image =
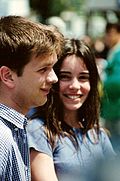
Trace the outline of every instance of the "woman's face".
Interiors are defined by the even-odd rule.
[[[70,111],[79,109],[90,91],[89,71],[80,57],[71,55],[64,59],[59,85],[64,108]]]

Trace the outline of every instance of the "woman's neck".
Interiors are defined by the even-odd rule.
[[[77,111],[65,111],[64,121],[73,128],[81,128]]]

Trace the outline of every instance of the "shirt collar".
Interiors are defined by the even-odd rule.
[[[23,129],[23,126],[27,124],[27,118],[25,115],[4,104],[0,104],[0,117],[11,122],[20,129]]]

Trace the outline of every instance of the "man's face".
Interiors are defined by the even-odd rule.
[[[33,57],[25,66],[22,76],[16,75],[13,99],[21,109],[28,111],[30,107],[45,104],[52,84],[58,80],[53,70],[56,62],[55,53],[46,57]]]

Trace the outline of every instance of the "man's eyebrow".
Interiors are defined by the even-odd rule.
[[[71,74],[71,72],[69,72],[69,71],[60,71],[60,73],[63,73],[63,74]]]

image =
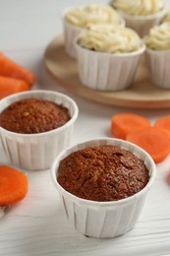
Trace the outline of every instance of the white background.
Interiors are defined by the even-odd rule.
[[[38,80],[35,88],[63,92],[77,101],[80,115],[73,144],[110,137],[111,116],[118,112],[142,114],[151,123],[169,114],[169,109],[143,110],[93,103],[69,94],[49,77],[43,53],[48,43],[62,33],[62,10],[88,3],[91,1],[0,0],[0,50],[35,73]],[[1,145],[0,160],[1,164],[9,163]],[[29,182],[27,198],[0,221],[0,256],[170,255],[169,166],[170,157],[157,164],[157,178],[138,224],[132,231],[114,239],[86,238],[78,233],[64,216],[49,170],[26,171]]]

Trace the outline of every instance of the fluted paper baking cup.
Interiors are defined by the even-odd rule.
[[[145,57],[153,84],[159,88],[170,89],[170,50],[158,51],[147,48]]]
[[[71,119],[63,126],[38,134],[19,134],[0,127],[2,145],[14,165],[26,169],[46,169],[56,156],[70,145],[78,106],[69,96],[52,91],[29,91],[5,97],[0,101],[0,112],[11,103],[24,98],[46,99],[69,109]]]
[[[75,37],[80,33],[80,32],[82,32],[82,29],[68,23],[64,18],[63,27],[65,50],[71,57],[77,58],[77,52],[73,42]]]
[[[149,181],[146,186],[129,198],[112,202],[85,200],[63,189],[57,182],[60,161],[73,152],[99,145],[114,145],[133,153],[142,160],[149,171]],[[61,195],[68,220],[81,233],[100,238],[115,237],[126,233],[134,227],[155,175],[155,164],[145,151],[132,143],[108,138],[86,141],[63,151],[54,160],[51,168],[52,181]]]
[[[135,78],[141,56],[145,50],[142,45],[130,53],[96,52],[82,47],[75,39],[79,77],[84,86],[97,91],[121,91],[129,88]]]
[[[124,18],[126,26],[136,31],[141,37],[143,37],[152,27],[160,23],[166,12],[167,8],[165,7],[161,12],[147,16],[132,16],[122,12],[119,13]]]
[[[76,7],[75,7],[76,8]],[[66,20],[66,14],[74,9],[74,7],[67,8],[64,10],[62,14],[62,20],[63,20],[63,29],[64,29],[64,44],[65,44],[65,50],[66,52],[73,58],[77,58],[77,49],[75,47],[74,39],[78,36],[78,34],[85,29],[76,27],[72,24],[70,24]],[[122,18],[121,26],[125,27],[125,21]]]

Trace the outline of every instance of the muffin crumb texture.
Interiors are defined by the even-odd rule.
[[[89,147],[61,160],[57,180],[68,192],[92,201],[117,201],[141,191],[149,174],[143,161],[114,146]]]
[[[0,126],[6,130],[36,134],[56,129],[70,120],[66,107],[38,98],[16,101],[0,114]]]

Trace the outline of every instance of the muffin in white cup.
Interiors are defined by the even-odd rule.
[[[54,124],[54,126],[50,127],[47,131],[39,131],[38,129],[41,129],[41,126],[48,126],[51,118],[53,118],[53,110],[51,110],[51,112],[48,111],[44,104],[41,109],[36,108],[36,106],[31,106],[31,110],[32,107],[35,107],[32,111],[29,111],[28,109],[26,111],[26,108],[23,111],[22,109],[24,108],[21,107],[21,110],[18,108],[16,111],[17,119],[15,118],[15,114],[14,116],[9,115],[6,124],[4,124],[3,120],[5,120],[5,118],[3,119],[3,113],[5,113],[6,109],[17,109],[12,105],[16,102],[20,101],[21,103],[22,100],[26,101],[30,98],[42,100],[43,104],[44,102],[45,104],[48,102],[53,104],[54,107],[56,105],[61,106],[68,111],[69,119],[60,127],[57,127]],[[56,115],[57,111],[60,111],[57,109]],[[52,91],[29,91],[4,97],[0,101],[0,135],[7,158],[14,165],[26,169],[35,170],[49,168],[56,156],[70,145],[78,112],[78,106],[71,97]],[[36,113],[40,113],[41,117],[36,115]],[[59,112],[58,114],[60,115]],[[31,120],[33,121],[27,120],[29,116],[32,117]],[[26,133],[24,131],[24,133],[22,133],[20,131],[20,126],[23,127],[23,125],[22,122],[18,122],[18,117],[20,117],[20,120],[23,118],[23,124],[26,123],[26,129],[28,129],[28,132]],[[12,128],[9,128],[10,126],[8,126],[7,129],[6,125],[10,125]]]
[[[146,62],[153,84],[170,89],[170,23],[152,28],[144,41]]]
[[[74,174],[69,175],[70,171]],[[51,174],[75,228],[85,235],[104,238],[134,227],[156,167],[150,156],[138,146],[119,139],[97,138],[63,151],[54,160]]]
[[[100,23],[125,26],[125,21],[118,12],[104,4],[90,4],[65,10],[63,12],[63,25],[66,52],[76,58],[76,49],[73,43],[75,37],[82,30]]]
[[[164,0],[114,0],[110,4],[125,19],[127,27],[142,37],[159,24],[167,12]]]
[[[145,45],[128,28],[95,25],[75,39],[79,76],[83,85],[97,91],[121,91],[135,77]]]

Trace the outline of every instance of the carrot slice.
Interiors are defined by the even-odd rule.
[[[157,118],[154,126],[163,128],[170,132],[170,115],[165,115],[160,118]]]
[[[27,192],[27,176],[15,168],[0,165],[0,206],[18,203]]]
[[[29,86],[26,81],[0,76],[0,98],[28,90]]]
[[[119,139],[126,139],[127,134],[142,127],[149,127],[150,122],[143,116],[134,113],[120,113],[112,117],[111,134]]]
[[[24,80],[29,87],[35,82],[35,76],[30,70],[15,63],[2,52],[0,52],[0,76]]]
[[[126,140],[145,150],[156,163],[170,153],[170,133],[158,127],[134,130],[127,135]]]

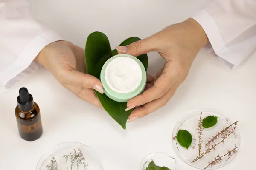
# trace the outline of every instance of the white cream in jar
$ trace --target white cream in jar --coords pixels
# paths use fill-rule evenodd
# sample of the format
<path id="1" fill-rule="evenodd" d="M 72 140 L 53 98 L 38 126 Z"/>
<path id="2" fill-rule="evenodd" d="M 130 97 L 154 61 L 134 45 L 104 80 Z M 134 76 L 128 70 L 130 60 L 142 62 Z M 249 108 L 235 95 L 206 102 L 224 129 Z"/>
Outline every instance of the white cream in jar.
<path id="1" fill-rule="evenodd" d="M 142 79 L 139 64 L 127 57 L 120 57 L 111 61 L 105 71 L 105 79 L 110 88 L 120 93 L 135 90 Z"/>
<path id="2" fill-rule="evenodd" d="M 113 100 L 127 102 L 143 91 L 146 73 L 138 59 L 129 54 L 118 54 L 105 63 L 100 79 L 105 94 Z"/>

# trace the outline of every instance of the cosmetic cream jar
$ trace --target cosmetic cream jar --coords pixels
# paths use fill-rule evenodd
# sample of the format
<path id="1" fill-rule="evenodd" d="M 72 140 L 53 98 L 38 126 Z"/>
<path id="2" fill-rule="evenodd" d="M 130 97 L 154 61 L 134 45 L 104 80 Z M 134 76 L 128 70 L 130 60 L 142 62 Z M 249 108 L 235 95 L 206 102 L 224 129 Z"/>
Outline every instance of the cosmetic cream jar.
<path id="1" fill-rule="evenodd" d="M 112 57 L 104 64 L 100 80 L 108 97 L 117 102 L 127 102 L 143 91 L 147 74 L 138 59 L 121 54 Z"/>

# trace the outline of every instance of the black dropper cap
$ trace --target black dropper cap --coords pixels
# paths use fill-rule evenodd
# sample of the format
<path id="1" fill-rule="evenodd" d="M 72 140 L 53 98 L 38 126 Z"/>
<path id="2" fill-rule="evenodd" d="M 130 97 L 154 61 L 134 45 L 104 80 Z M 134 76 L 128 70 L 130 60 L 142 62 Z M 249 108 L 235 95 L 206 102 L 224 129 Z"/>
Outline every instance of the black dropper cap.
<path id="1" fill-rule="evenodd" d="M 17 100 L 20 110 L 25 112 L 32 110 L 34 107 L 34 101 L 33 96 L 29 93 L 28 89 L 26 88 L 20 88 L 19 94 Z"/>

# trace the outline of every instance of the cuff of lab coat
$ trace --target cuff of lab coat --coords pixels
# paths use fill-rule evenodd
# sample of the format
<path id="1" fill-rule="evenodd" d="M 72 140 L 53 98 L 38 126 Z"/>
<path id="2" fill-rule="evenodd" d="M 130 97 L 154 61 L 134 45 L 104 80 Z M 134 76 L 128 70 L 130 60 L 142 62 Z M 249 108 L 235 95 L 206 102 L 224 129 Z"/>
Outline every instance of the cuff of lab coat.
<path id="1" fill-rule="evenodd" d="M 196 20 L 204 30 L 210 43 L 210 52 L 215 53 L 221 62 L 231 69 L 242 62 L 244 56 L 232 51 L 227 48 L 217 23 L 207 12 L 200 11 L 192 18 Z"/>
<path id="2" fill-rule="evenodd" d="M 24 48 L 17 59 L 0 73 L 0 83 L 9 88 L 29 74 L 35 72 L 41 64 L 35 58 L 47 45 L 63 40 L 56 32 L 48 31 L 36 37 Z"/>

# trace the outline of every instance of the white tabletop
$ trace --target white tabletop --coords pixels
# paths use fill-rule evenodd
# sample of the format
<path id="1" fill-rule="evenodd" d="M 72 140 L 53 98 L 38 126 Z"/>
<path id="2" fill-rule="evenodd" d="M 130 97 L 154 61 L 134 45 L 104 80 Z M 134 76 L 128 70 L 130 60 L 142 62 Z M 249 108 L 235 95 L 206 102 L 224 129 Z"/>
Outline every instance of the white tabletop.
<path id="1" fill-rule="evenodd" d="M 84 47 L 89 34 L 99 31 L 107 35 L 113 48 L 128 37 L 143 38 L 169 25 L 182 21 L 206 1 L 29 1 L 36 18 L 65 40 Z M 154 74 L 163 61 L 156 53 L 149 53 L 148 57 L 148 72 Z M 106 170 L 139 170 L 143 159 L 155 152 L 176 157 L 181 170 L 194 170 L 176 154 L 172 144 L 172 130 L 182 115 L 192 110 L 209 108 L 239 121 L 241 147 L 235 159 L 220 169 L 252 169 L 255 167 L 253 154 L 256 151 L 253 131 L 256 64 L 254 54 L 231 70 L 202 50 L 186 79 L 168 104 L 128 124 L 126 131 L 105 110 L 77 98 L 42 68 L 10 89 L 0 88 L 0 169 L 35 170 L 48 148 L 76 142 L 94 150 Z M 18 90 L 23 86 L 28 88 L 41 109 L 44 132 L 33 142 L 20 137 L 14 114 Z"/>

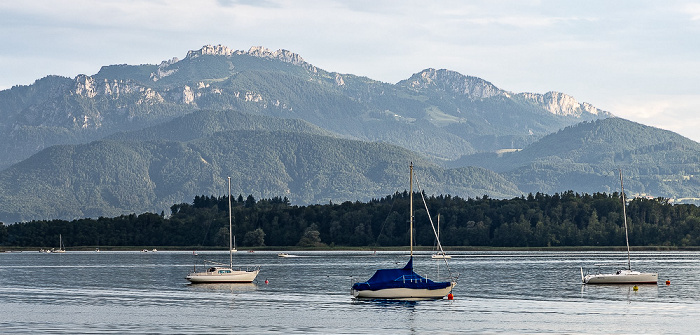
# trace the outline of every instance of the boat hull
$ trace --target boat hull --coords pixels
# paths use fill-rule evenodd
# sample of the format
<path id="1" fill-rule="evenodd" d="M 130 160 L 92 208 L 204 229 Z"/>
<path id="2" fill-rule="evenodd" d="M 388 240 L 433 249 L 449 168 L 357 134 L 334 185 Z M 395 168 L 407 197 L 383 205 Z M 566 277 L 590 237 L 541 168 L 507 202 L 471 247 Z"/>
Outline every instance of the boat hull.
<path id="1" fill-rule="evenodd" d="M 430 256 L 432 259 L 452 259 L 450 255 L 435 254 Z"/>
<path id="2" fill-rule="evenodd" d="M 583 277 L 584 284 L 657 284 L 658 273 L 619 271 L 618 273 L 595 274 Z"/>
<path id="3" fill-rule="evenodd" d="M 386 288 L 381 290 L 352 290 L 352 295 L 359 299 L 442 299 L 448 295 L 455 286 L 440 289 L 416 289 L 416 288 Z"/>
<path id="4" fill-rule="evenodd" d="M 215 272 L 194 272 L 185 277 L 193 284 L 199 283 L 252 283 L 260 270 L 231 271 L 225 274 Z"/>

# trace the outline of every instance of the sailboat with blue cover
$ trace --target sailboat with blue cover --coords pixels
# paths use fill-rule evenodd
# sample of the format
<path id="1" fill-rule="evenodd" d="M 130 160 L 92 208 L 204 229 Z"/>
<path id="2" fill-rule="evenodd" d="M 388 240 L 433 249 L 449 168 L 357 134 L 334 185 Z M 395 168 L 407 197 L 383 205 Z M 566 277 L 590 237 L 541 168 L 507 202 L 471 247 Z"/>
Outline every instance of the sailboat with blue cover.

## Do this
Reproduce verbatim the stretch of the records from the line containing "# trace the outline of every instance of the boat" through the line containing "Outline every instance of the boat hull.", including both of those lines.

## The output
# trace the outline of every instance of the boat hull
$ trace --target boat hull --coords pixels
# paths use fill-rule evenodd
# sample of the format
<path id="1" fill-rule="evenodd" d="M 130 160 L 92 208 L 204 229 Z"/>
<path id="2" fill-rule="evenodd" d="M 388 240 L 433 249 L 449 168 L 357 134 L 334 185 Z M 395 168 L 407 197 L 383 205 Z M 566 277 L 590 237 L 541 168 L 507 202 L 471 247 Z"/>
Outline every instance of the boat hull.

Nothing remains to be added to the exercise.